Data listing

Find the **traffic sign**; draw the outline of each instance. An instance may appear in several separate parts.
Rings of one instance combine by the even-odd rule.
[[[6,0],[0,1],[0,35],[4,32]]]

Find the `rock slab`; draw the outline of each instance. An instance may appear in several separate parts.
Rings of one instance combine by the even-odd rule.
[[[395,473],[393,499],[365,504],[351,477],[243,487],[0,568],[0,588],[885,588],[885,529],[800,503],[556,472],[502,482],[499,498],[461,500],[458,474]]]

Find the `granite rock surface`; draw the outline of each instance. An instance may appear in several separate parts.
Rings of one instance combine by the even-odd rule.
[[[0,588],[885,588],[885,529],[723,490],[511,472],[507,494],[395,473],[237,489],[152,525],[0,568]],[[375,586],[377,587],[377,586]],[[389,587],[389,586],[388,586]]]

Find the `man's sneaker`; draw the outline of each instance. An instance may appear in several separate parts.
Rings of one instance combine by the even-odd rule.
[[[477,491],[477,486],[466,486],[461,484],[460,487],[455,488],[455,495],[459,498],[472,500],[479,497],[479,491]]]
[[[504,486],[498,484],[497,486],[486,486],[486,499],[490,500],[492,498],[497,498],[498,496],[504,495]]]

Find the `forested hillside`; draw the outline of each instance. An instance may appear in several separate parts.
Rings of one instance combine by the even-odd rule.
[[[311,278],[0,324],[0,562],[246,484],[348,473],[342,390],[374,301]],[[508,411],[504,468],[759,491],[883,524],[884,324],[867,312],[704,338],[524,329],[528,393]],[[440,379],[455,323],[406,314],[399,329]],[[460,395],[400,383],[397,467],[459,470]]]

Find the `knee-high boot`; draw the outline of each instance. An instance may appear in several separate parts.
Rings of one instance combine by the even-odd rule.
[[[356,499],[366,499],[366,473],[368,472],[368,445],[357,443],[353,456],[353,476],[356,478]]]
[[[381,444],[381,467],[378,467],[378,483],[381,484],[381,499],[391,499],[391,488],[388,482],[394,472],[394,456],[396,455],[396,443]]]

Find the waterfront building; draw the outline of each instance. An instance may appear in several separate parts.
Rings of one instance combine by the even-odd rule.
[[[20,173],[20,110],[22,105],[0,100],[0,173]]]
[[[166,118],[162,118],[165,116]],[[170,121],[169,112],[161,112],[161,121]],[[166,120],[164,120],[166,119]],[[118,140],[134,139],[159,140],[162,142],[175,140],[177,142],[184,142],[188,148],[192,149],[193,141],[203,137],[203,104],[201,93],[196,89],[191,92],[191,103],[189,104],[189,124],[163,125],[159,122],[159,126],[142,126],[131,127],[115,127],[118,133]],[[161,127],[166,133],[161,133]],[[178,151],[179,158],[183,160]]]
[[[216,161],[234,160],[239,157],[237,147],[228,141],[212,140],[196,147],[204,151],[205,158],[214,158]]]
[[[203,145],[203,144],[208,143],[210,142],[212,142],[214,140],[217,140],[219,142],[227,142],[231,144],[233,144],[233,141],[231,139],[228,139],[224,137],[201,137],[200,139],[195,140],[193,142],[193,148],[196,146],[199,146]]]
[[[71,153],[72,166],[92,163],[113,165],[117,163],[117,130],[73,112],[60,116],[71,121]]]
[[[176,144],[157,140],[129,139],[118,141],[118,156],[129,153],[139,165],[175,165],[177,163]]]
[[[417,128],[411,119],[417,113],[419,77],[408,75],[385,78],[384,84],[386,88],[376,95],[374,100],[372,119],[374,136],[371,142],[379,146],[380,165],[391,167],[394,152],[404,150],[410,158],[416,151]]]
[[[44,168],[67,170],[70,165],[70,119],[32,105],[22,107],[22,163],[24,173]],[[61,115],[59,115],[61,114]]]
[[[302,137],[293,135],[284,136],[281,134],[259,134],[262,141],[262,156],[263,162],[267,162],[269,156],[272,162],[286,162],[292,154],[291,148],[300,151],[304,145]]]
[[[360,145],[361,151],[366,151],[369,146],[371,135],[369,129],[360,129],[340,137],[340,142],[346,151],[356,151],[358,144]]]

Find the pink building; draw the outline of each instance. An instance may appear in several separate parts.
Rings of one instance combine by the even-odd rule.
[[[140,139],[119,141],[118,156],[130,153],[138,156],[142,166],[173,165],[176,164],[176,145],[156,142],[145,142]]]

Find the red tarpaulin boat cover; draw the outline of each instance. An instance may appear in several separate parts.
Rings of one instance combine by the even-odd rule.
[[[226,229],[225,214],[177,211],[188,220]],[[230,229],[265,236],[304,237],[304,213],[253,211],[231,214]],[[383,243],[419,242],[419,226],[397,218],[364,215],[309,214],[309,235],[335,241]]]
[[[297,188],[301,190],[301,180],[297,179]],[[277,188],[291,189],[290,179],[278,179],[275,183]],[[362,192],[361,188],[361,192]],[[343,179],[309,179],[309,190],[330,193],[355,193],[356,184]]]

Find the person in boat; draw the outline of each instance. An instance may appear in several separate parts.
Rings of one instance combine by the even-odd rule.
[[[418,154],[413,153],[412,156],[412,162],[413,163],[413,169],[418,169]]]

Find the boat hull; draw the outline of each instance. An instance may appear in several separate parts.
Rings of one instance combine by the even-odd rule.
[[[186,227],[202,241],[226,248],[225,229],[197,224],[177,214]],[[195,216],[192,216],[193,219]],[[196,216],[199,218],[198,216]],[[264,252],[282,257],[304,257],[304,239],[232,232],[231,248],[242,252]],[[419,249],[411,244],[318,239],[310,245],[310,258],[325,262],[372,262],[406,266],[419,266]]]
---
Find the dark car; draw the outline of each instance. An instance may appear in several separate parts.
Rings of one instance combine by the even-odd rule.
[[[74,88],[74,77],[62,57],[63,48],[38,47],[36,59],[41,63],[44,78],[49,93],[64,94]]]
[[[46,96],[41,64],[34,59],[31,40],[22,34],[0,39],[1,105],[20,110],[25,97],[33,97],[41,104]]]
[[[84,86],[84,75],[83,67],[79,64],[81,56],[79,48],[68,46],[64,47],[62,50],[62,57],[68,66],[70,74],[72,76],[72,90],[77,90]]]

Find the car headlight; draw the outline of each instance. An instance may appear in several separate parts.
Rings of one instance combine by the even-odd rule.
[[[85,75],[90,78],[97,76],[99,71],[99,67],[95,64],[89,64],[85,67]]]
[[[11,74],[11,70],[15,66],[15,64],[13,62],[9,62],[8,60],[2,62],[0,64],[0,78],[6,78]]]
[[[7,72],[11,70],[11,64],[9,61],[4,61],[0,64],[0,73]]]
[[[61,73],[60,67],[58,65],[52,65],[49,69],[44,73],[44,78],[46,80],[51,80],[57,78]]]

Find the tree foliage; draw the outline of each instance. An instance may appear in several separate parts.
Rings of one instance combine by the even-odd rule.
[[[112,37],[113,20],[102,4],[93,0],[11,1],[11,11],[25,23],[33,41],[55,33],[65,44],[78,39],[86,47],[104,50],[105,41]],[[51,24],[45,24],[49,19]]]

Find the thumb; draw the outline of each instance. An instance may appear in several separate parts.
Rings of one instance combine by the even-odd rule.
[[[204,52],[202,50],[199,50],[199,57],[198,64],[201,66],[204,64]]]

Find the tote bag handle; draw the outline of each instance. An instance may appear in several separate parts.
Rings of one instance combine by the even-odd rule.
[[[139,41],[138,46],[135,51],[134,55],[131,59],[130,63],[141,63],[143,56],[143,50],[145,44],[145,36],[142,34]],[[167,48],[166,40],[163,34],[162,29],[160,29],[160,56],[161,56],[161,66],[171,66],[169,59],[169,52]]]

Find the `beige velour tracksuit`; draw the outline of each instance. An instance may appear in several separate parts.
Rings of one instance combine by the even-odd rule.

> [Problem to solve] Pull out the lines from the one containing "Find the **traffic" through the one containing "[[[6,0],[0,1],[0,35],[4,32]]]", inclusive, and reproduce them verbatim.

> [Response to the exercise]
Find the **traffic sign**; draw the outline of each instance. An instance may appear in several separate parts.
Rings of one instance combine by the even-odd rule.
[[[6,0],[0,1],[0,35],[4,32]]]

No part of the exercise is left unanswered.